Setelah pembahasan terperinci
mengenai hukum waris-mewarisi selesai, ada satu hal yang terkait, yang juga
harus dibicarakan, yakni cara pembagian harta waris atau akad damai para ahli
waris, yang berhubungan dengan harta waris yang dikeluarkan (at-takharuj).
Karena dalam pembagian warisan,
terkadang seorang ahli waris yang bukan mahjub dan bukan mamnu,
tidak menerima bagian. Bagian yang seharusnya mereka terima dalam pewarisan itu
diberikan kepada seorang atau beberapa orang ahli waris lainnya sesuai dengan
perjanjian yang mereka lakukan.
Berdasarkan latar belakang di atas, ada beberapa masalah yang
dirumuskan dalam tulisan ini, dengan tujuan menjawab pertanyaan-pertnayaan
berikut :
1. Apa yang dimaksud dengan at-takharuj?
2. Bagaimanakah status takharuj
dalam warisan
3. Apa saja dasar hukum
dari takharuj?
4. Bagaimana bentuk-bentuk takharuj
dan penyelesaiannya?

# INSTRUKSI KERJA:
1. Jawablah berdasarkan kutipan tentang at-takharuj:
(a) Istilah apa yang dipakai untuk harta waris yang dikeluarkan?
(b) Ahli waris yang terkadang tidak menerima bagian itu disebut bukan apa?
(c) Kepada siapa bagian yang seharusnya mereka terima diberikan?
2. Tuliskan semua rumusan masalah yang dimuat dalam kutipan tentang at-takharuj.
3. Salin ulang bagian kutipan tentang at-takharuj yang dimulai dengan "Berdasarkan latar belakang" dan berlanjut hingga "dari takharuj?", tanpa perubahan apa pun.
Item di bawah ini merupakan bahan tersendiri yang terpisah dari kutipan tentang at-takharuj.

# CUPLIKAN DATA:
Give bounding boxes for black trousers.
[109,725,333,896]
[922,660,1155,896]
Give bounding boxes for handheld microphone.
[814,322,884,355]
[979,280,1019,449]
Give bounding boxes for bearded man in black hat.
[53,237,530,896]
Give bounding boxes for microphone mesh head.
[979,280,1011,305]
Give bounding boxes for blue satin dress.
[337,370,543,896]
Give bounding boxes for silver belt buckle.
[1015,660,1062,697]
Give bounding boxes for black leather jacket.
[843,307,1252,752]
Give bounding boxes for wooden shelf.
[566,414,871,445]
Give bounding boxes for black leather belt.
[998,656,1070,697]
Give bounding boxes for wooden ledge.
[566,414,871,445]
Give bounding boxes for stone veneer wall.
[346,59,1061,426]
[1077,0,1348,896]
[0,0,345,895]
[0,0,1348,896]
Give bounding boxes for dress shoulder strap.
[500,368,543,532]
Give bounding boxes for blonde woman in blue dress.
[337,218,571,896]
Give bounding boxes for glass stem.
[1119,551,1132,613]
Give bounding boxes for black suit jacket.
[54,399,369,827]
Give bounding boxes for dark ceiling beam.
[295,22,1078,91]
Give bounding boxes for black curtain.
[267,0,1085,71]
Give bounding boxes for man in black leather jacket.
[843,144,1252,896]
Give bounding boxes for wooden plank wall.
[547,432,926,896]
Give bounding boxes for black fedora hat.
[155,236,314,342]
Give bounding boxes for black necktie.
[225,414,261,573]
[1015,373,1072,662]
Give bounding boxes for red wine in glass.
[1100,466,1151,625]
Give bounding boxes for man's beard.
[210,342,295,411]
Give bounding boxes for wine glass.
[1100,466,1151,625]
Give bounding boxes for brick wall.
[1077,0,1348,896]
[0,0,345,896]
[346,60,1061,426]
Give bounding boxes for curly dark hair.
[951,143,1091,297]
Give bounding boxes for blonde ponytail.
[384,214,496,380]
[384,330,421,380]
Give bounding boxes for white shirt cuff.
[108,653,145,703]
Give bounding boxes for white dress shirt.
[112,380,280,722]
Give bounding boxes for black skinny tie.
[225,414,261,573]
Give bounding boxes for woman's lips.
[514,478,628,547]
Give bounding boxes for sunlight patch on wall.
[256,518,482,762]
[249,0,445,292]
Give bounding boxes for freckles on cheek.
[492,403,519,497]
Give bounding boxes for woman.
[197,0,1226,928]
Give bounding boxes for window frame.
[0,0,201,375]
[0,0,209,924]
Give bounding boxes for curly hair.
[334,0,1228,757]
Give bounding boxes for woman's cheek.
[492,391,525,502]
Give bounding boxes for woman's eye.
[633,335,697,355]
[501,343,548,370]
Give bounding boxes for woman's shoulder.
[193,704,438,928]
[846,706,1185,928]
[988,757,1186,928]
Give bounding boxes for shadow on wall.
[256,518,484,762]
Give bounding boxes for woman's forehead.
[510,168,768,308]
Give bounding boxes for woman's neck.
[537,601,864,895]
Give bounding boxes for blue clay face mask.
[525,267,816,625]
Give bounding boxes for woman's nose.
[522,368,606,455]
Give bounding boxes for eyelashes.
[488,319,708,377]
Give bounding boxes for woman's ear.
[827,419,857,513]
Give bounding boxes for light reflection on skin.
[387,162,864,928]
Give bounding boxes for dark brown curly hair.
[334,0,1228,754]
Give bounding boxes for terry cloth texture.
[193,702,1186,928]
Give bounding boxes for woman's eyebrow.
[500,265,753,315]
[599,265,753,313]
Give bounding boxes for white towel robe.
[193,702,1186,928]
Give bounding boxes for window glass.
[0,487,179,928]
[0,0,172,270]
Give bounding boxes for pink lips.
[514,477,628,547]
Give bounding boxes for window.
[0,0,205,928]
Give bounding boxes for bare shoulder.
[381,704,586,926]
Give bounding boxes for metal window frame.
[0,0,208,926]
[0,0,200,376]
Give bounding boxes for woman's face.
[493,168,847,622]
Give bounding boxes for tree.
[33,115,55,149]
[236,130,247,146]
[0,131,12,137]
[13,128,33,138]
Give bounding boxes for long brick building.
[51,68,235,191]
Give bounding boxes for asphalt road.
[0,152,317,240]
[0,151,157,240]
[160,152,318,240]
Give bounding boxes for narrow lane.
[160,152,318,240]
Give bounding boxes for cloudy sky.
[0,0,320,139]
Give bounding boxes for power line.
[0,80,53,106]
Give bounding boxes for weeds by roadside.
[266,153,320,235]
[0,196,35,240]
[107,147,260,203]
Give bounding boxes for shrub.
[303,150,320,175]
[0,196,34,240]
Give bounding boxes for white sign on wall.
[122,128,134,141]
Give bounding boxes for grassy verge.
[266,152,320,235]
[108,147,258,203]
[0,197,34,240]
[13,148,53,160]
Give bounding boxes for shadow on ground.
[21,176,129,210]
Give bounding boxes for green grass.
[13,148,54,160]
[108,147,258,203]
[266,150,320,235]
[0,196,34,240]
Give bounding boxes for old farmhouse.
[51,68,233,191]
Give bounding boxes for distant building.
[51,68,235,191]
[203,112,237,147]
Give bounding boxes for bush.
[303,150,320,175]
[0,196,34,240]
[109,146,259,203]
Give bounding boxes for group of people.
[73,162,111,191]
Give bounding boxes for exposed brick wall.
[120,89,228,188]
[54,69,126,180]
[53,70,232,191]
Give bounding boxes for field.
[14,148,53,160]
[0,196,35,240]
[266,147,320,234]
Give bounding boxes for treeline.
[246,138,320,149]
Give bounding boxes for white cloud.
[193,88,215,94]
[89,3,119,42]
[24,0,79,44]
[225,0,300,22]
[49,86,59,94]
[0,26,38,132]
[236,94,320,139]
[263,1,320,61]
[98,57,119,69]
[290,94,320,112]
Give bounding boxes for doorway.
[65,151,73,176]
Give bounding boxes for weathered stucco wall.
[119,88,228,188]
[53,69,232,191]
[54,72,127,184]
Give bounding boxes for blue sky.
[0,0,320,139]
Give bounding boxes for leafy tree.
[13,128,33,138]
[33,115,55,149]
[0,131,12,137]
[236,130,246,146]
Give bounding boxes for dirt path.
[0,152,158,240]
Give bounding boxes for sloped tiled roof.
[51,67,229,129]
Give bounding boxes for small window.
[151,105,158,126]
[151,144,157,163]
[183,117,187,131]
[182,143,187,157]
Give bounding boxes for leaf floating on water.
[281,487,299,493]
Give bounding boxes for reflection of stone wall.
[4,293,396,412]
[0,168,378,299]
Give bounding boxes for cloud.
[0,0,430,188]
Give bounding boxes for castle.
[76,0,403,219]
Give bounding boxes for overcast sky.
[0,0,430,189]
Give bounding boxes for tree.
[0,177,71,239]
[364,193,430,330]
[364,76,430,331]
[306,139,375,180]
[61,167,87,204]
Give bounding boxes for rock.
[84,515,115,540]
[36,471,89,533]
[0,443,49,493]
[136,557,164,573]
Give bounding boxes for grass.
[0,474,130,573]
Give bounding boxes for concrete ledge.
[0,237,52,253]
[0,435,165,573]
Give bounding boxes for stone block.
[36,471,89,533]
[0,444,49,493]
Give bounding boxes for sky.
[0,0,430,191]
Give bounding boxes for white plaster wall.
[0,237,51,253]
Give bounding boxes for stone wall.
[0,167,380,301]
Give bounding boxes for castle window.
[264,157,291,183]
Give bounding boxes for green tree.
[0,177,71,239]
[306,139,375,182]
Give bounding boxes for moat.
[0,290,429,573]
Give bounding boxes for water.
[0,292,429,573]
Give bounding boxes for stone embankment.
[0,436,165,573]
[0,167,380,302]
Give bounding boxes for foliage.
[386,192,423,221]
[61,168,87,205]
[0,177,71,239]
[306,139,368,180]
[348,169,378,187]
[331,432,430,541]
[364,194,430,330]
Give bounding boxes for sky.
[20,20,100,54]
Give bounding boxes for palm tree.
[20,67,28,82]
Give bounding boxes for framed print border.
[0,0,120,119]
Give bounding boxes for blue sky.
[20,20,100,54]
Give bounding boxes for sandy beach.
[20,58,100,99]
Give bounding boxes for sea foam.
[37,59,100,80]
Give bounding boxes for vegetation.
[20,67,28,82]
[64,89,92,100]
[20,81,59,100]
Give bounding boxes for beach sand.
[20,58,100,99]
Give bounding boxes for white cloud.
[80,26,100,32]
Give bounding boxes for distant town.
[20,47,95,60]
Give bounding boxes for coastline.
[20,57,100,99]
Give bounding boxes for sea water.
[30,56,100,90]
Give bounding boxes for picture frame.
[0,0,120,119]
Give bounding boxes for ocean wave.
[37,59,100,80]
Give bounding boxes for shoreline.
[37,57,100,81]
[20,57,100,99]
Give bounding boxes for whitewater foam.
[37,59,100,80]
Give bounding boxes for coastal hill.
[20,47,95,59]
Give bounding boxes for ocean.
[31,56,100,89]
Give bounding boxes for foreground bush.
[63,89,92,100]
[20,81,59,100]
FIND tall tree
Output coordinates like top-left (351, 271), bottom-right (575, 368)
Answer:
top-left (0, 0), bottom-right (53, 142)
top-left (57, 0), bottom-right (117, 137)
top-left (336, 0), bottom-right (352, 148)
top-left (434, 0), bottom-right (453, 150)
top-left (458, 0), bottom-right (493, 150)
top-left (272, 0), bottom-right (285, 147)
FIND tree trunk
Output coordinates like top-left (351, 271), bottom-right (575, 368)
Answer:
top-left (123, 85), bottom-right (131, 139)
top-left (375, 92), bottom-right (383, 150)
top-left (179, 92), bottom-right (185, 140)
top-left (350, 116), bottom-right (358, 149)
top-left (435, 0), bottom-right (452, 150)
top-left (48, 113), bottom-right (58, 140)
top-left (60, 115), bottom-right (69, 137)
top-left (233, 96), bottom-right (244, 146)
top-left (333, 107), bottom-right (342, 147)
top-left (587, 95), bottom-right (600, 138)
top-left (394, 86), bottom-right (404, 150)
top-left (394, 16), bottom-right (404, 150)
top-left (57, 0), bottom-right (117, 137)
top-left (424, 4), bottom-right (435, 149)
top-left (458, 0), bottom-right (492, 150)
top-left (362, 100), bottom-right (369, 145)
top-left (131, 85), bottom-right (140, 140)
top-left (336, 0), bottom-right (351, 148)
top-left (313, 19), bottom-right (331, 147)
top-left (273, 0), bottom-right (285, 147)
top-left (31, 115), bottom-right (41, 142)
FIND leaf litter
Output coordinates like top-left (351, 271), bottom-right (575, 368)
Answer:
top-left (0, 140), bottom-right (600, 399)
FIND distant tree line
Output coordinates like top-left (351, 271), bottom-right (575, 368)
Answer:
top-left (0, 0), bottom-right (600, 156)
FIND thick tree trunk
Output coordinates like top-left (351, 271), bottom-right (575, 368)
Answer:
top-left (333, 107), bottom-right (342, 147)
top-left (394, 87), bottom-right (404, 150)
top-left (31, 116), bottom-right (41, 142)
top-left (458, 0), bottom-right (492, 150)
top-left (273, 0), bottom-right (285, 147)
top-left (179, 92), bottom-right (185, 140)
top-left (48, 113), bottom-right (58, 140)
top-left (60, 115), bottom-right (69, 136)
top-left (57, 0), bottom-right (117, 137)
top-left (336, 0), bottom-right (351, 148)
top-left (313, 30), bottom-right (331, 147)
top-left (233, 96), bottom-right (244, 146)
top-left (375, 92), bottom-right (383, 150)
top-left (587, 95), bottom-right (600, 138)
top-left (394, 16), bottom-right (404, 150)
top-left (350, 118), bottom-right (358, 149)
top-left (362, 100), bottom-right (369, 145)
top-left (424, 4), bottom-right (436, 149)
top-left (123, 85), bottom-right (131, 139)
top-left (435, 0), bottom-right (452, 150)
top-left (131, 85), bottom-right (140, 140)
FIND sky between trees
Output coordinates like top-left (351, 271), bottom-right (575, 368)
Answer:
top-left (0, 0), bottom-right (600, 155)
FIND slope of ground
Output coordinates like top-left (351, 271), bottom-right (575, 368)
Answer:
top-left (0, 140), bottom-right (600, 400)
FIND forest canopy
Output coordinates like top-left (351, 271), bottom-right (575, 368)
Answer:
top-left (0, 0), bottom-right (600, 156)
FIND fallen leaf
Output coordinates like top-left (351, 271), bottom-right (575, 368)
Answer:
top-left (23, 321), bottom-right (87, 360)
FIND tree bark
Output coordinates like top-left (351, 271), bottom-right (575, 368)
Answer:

# PENYELESAIAN SOAL:
1.
(a) At-takharuj.
(b) Bukan mahjub dan bukan mamnu.
(c) Kepada seorang atau beberapa orang ahli waris lainnya, sesuai dengan perjanjian yang mereka lakukan.

2.
1. Apa yang dimaksud dengan at-takharuj?
2. Bagaimanakah status takharuj dalam warisan
3. Apa saja dasar hukum dari takharuj?
4. Bagaimana bentuk-bentuk takharuj dan penyelesaiannya?

3.
Berdasarkan latar belakang di atas, ada beberapa masalah yang
dirumuskan dalam tulisan ini, dengan tujuan menjawab pertanyaan-pertnayaan
berikut :
1. Apa yang dimaksud dengan at-takharuj?
2. Bagaimanakah status takharuj
dalam warisan
3. Apa saja dasar hukum
dari takharuj?